- _Exercise instructions_
Each line of the data must be copied exactly.

- _Material provided_
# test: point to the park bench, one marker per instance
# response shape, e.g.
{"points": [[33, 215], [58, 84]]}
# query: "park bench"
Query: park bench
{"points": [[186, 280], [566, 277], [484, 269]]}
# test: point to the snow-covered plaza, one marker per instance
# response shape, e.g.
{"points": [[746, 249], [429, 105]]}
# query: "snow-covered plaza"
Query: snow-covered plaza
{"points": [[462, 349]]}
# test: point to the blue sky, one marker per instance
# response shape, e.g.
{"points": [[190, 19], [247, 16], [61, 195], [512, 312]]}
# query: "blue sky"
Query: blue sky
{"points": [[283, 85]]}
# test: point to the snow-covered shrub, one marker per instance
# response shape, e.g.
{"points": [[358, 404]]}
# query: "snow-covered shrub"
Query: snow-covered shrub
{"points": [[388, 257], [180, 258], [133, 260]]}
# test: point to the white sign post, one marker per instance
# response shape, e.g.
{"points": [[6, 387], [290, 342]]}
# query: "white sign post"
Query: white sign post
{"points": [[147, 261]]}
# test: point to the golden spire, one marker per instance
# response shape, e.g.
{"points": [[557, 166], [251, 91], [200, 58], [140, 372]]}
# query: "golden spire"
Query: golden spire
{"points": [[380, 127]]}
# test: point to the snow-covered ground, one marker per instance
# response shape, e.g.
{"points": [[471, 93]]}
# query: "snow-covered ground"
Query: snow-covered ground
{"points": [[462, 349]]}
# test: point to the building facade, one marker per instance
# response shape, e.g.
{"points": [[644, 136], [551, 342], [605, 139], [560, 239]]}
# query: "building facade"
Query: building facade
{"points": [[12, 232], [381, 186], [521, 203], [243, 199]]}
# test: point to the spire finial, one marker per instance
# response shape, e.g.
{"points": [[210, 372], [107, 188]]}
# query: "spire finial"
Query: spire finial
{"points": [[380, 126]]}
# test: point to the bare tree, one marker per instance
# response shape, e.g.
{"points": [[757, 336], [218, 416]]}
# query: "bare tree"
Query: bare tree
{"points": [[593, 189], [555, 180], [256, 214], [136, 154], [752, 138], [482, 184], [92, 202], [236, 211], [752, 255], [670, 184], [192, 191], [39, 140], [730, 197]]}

- _Answer to the problem_
# test: point to the park bench, one marker per instance
# response shape, e.g.
{"points": [[33, 215], [58, 84]]}
# query: "park bench"
Query: park bench
{"points": [[186, 280], [566, 277], [484, 269]]}
# test: point to the snow-covered plaza, one marker per instance
# response shape, e.g.
{"points": [[746, 249], [429, 105]]}
# query: "snow-covered plaza"
Query: snow-covered plaza
{"points": [[462, 349]]}
# test: point to the blue sky, one marker per instance
# response shape, e.g.
{"points": [[190, 19], [247, 16], [61, 195], [512, 312]]}
# query: "blue sky"
Query: blue sky
{"points": [[283, 85]]}
# test: point to the snow-covered shrub, one marker per instance
# response shape, e.g.
{"points": [[358, 404]]}
# query: "snow-covered shrub"
Query: snow-covered shrub
{"points": [[388, 257], [180, 258], [133, 260]]}
# test: point to the white sign post, one marker per instance
# response shape, e.g.
{"points": [[6, 387], [290, 342]]}
# query: "white sign post"
Query: white sign post
{"points": [[147, 261]]}
# test: point to the golden spire, one marker per instance
# response shape, e.g.
{"points": [[557, 166], [251, 91], [200, 58], [140, 372]]}
# query: "golden spire"
Query: golden spire
{"points": [[380, 127]]}
# test: point to the snow-covered ground, one marker per instance
# response shape, e.g.
{"points": [[471, 93]]}
# query: "snow-covered ground"
Query: snow-covered ground
{"points": [[462, 349]]}
# test: point to the building facade, one marker per instance
# response shape, e.g.
{"points": [[644, 136], [551, 342], [605, 139], [560, 239]]}
# query: "building facade"
Query: building facade
{"points": [[12, 232], [381, 186], [521, 203], [243, 199]]}
# test: point to the spire finial, one marker per instance
# response shape, e.g.
{"points": [[210, 372], [107, 188]]}
# query: "spire finial"
Query: spire finial
{"points": [[380, 126]]}
# test: point to the bare tree, one marker per instance
# response shape, e.g.
{"points": [[757, 336], [218, 416]]}
# query: "bare tree"
Query: bare tree
{"points": [[593, 189], [555, 180], [256, 214], [136, 154], [752, 138], [482, 184], [92, 202], [236, 211], [752, 255], [670, 184], [192, 191], [39, 140], [730, 197]]}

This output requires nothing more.